TASK DESCRIPTION: Return the material below word for word, but leave out the pictures.

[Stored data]

--

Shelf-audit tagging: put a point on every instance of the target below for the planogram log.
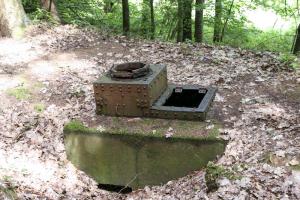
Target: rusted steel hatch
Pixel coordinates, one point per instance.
(140, 90)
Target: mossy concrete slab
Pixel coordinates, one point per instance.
(131, 155)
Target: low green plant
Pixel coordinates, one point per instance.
(42, 15)
(20, 92)
(290, 60)
(39, 107)
(7, 188)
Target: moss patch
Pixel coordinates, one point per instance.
(215, 172)
(7, 188)
(78, 127)
(296, 167)
(159, 127)
(39, 107)
(20, 93)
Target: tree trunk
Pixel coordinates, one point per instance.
(227, 19)
(108, 6)
(296, 44)
(126, 19)
(147, 25)
(199, 21)
(187, 20)
(49, 5)
(180, 20)
(152, 36)
(12, 18)
(218, 21)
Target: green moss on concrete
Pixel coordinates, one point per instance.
(77, 127)
(215, 172)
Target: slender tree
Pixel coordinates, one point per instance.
(187, 20)
(148, 24)
(12, 18)
(180, 20)
(218, 21)
(199, 20)
(126, 19)
(227, 19)
(296, 44)
(152, 36)
(108, 6)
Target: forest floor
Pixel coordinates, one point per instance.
(46, 80)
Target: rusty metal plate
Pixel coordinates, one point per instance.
(130, 97)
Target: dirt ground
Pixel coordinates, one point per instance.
(46, 80)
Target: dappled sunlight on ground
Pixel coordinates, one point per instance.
(58, 67)
(16, 52)
(7, 82)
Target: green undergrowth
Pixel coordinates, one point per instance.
(7, 188)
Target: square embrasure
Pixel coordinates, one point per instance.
(188, 98)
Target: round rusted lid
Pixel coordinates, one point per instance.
(130, 70)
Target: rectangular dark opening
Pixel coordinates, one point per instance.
(190, 98)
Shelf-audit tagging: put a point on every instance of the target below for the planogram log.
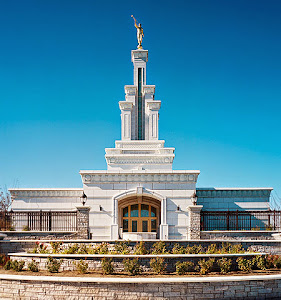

--

ANSWER BELOW:
Shelf-audit tagging: put a point on every instance of the target below for the planogram log.
Target: rusted steel hatch
Pixel coordinates, one point per instance.
(140, 90)
Target: mossy concrete slab
Pixel coordinates, one point per instance.
(131, 155)
Target: low green plant
Pixel coordinates, one point per instance.
(42, 15)
(20, 92)
(290, 60)
(39, 107)
(7, 188)
Target: moss patch
Pixel coordinates, one point per instance.
(215, 172)
(7, 188)
(78, 127)
(296, 167)
(159, 127)
(39, 107)
(20, 93)
Target: tree trunk
Pixel coordinates, one point per instance.
(227, 19)
(108, 6)
(296, 44)
(126, 19)
(147, 25)
(199, 21)
(187, 20)
(49, 5)
(180, 20)
(152, 36)
(12, 18)
(218, 21)
Target: green moss on concrete
Pixel coordinates, one point per instance.
(77, 127)
(215, 172)
Target: slender tree
Pixel coordinates, one point per instance.
(187, 20)
(148, 24)
(12, 18)
(180, 20)
(218, 21)
(199, 20)
(126, 19)
(227, 19)
(296, 44)
(152, 36)
(108, 6)
Target: forest floor
Pixel coordinates, one point per instance.
(46, 80)
Target: rusty metal plate
Pixel coordinates, one point per instance.
(130, 97)
Target: dirt ground
Pixel coordinates, one point per instance.
(46, 80)
Target: dappled sunlight on ground
Pixel coordinates, one point per instance.
(58, 67)
(16, 52)
(7, 82)
Target: green undergrowth
Pixel coordinates, one point per instance.
(7, 188)
Target: square embrasure
Pixel coordinates, one point per instance.
(188, 98)
Target: round rusted lid
Pixel coordinates, one point per instance.
(130, 70)
Target: rectangular dark opening
Pixel coordinates, one point per instance.
(190, 98)
Shelf-audit tagging: put a point on every instance of the target below for the planogram log.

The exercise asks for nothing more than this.